**What to work on:** Output the data below unchanged, starting at its first line and stopping after the line that contains "33,110 -> 49,161", with that line included.

— begin —

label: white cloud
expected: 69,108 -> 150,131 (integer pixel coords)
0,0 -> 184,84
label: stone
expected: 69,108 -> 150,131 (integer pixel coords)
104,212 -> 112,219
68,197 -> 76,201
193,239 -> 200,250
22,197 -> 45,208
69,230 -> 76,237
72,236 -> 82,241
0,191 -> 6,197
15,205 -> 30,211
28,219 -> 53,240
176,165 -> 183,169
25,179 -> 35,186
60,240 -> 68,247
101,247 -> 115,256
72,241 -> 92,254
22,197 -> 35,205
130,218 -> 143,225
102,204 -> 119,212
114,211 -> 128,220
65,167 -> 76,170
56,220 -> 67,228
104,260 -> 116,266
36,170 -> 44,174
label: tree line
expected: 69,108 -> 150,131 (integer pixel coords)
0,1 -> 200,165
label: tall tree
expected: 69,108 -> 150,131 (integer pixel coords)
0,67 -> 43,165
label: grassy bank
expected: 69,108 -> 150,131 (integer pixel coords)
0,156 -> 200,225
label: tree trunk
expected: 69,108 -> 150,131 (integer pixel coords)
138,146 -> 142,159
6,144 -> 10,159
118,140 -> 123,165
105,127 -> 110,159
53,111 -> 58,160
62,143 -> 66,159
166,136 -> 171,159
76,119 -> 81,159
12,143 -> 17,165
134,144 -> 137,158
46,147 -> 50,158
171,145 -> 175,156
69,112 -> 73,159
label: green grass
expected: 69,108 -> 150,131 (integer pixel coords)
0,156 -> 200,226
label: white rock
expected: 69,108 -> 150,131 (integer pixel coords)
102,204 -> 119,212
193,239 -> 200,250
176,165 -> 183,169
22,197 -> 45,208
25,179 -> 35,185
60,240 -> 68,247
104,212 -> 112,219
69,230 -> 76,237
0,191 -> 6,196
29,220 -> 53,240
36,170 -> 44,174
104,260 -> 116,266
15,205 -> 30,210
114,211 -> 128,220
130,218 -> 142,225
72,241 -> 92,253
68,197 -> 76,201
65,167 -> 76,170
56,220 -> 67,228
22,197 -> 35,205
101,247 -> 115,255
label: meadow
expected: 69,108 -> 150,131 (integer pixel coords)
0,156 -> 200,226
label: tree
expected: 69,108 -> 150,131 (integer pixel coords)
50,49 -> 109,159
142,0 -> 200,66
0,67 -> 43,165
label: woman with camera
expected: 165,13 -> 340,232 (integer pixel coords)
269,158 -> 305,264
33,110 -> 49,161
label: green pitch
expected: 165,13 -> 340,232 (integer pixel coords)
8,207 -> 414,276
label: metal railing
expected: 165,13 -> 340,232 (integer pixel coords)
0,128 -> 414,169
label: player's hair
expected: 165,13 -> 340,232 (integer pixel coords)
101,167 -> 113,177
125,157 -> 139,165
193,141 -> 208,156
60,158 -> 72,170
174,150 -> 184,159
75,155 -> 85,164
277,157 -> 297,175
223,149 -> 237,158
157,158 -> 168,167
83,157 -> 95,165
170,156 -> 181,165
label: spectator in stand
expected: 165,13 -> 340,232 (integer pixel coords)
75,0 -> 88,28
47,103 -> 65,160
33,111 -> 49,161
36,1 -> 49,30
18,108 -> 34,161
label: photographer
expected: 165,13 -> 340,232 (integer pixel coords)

— end —

**Solved exercise:**
label: white cloud
expected: 69,108 -> 150,131 (integer pixel coords)
0,0 -> 184,84
label: stone
expected: 69,108 -> 150,131 (integer pixel coords)
104,212 -> 112,219
68,197 -> 76,201
193,239 -> 200,250
22,197 -> 45,208
69,230 -> 76,237
72,236 -> 82,241
0,191 -> 6,197
15,205 -> 30,211
28,219 -> 53,240
176,165 -> 183,169
25,179 -> 35,186
60,240 -> 68,247
101,247 -> 115,256
72,241 -> 92,254
22,197 -> 35,205
130,218 -> 143,225
102,204 -> 119,212
114,211 -> 128,220
65,167 -> 76,170
56,220 -> 67,228
104,260 -> 116,266
36,170 -> 44,174
label: tree line
expected: 69,108 -> 150,131 (integer pixel coords)
0,1 -> 200,165
label: tall tree
expected: 69,108 -> 150,131 (integer pixel coords)
0,67 -> 43,165
label: grassy bank
expected: 69,108 -> 150,131 (integer pixel coords)
0,156 -> 200,225
label: tree trunk
expected: 69,108 -> 150,131 (integer pixel coords)
138,146 -> 142,159
6,144 -> 10,159
118,140 -> 123,165
105,127 -> 110,159
53,111 -> 58,160
62,143 -> 66,159
166,136 -> 171,159
76,119 -> 81,159
12,143 -> 17,165
134,144 -> 137,158
46,147 -> 50,158
171,145 -> 175,156
69,112 -> 73,159
label: green grass
expected: 69,108 -> 150,131 (integer pixel coords)
0,156 -> 200,226
label: white rock
expected: 69,108 -> 150,131 (integer pixel coords)
102,204 -> 119,212
193,239 -> 200,250
176,165 -> 183,169
22,197 -> 45,208
25,179 -> 35,185
60,240 -> 68,247
104,212 -> 112,219
69,230 -> 76,237
0,191 -> 6,196
29,220 -> 53,240
36,170 -> 44,174
104,260 -> 116,266
15,205 -> 30,210
114,211 -> 128,220
130,218 -> 142,225
72,241 -> 92,253
68,197 -> 76,201
65,167 -> 76,170
56,220 -> 67,228
22,197 -> 35,205
101,247 -> 115,255
label: meadow
expected: 69,108 -> 150,131 (integer pixel coords)
0,156 -> 200,226
label: tree
expected: 69,108 -> 150,131 (integer pixel coords)
50,49 -> 109,159
142,0 -> 200,66
0,67 -> 43,165
label: woman with camera
expected: 165,13 -> 340,232 (integer pixel coords)
269,158 -> 305,264
33,110 -> 49,161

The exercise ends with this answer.